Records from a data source
*-*-*
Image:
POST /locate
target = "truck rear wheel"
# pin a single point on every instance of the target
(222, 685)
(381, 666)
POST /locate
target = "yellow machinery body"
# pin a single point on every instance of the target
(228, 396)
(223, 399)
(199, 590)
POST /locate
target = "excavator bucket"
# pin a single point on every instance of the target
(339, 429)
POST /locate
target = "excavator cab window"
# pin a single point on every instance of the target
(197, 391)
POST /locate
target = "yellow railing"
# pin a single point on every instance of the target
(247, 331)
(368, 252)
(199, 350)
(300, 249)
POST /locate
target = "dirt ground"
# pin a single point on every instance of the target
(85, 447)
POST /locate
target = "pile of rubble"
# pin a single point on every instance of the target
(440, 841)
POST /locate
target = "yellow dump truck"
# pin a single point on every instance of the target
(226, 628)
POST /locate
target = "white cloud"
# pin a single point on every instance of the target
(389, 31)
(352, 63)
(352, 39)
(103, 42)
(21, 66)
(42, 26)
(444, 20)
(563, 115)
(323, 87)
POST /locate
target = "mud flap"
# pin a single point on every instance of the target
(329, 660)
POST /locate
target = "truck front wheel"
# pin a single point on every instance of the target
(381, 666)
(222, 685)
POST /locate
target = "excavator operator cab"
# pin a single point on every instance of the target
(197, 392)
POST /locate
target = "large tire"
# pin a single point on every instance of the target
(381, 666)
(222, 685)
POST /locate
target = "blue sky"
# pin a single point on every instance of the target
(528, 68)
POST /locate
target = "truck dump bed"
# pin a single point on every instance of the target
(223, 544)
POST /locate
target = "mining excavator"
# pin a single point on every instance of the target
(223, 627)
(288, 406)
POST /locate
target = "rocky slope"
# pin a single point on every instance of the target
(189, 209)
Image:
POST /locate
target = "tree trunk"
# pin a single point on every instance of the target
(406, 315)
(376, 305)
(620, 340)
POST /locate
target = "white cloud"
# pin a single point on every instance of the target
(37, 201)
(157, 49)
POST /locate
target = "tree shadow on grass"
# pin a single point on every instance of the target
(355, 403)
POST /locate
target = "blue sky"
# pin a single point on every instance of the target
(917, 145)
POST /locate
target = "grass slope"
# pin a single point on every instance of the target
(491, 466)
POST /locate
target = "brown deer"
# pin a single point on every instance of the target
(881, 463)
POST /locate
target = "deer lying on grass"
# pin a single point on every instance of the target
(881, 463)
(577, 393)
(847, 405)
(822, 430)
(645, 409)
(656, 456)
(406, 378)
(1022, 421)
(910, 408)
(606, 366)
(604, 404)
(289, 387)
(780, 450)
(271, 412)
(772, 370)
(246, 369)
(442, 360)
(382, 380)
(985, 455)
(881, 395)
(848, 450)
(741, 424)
*-*-*
◆ YOUR GOAL
A single number is the whole answer: how many lines of the records contain the word "truck".

◆ ANSWER TO THE PROBLEM
4